» Given text
White Sands, New Mexico

July 29th, 2011 | Posted by Steve in New Mexico

These are photos from White Sands National Monument & White Sands Missile Range.  From July 11 to July 15 I was working at White Sands Missile Range.  I arrived in Las Cruces, NM the afternoon of the 10th after an interesting drive from Phoenix.  All through Arizona & New Mexico I kept the truck in cruise control changing the speed to match the posted limit as necessary.

This may have been unnecessary in Arizona because from Phoenix to the state line on I-10 (around 300 miles) I never saw any suggestion of police or highway patrol.  Once in New Mexico, however, that changed.

The drive from Lordsburg to Las Cruces is pretty flat.  Everywhere are signs that airplanes are clocking your speed.  I was cruising along at the 75 limit while a few motorists were passing me doing maybe 80-85.  All of a sudden a highway patrolman appears ahead of me out of no where with his lights flashing.  He gets out of his vehicle, stands in the slow lane, and waves 3 cars over!  One keeps going so he climbs in and chases that guy down!   40 or 50 miles later another highway patrolman appears and stops someone else.  Enough said about that.

While in the Las Cruces area I was able to get to the White Sands National Monument twice.  White Sands covers 275 square miles and is skirted by Highway 70 on the east.  It gets it name from the Gypsum crystals that make up the sand, and is the world’s largest Gypsum dune field.

» Dataset excerpt
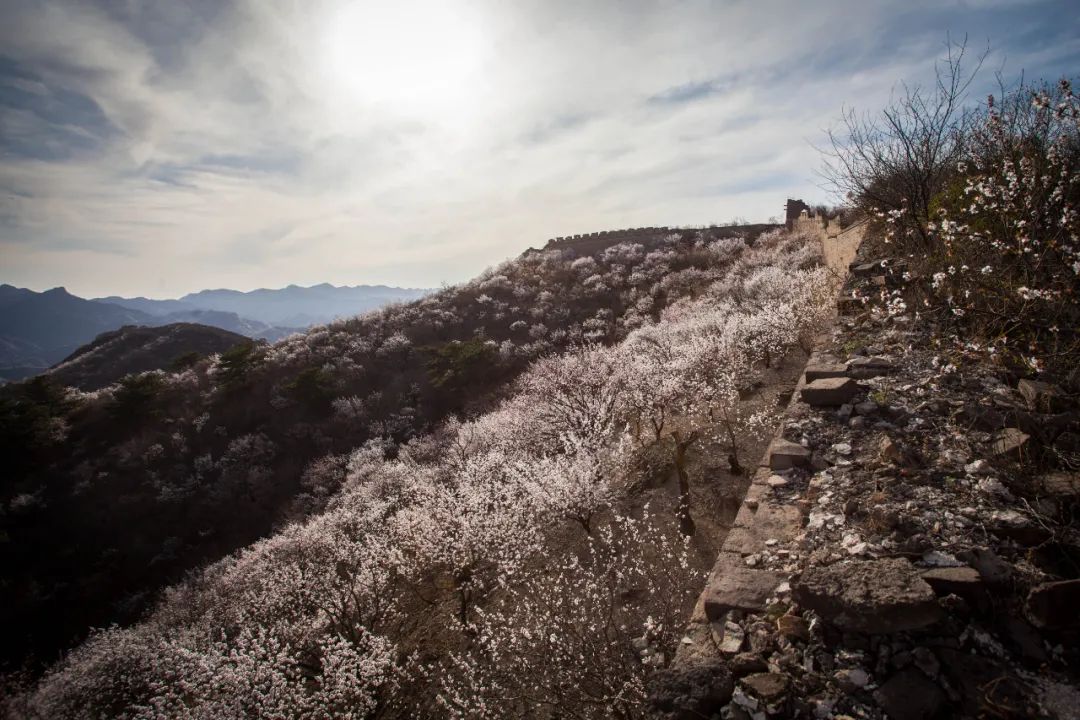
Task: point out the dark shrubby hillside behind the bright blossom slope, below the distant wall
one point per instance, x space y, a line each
113 494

» Tasks to carry out
a: Return the passage of the White Sands post from "White Sands, New" up to and including "limit as necessary.".
b: List every city or town named in the White Sands post.
c: Write the next part of the White Sands post, picking up after its last sentence.

» Answers to each task
a:
White Sands, New Mexico

July 29th, 2011 | Posted by Steve in New Mexico

These are photos from White Sands National Monument & White Sands Missile Range.  From July 11 to July 15 I was working at White Sands Missile Range.  I arrived in Las Cruces, NM the afternoon of the 10th after an interesting drive from Phoenix.  All through Arizona & New Mexico I kept the truck in cruise control changing the speed to match the posted limit as necessary.

b:
Las Cruces
Phoenix
Lordsburg

c:
My first visit was mid afternoon on Monday 7-11.   These first and second views give a sense of the place.  It is somewhat desolate, but I think very pretty.  The white color of the sand reflects the sunlight and the heat back onto you.  There is a road that takes visitors into the dune field a few miles.  After that if you want to see more you may hike in, but take lots of water.

This first photo is shot with the 24-105mm lens at a 24mm focal length, ISO 200, 1/160th of a second at f/22.  The depth of field is immense so everything is pretty much in focus from the foreground to infinity.

(click on photos to enlarge)


The second photo is with the 15mm fisheye lens.  The ISO has changed to 640, the exposure is 1/1250th of a second at f/18.  I have tilted the camera up to give the horizon a cigar or football effect.  As usual with the fisheye everything is in focus.  This was one of my last shots of the afternoon.  The clouds coming in from the east hit us a few minutes later with a thundershower that lasted maybe 15 minutes as we drove out of the park.  The photo is slightly cropped, but the field of view is still pushing about 150 degrees.



This 3rd photo was shot (time wise) between the two above.  It shows what I believe is a Soaptree Yucca as it is beginning to bloom.  This is shot with the 15mm fisheye.  The horizon is flat and the stem of the Yucca is straight because both lines fall along the center plane of the lens.  The front of the camera lens is probably 8 inches from the spines of the Yucca leaves & maybe 12 inches from the stem itself.  This is ISO 640, 1/1250th of a second at f/18.


This last photo of the White Sands area was shot on Friday, 7-15, in the morning.

Of the 4 photos of the park shown here I like this one best.  The white sands and the deep blue sky make a wonderful contrast.  I was with my friend Crawford Kirkpatrick.  He and I have gone photo shooting before.  We hiked some 15 minutes into the dune fields before I got this photo.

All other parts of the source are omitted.